▶ REQUIREMENTS: Update the rows below by changing every "Report" to "Answer" and keeping everything else the same. Leave the pictures out of your version.

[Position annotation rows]
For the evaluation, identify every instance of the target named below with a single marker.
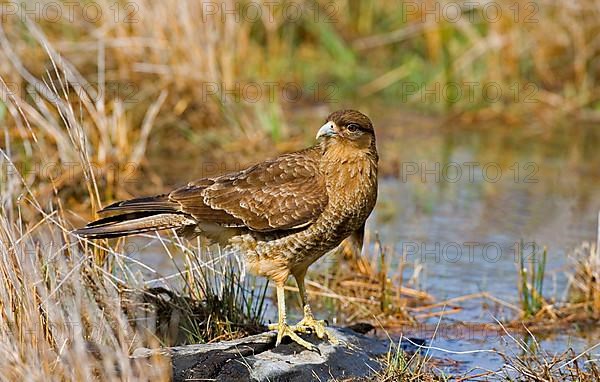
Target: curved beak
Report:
(327, 130)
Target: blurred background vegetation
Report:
(228, 77)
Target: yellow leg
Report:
(283, 329)
(308, 322)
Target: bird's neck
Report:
(349, 172)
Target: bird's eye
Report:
(353, 127)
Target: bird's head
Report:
(350, 128)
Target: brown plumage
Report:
(281, 215)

▶ ANSWER IN FULL:
For the evaluation, identify every instance of the target named below with a single marker.
Target: curved beak
Answer:
(327, 130)
Target: blurred background vegetation
Answer:
(228, 77)
Target: yellow leg
Answer:
(283, 329)
(308, 322)
Target: bird's neck
Answer:
(349, 172)
Target: bird's eye
Answer:
(353, 127)
Target: bird's head
Answer:
(350, 128)
Target: brown plumage
Answer:
(281, 215)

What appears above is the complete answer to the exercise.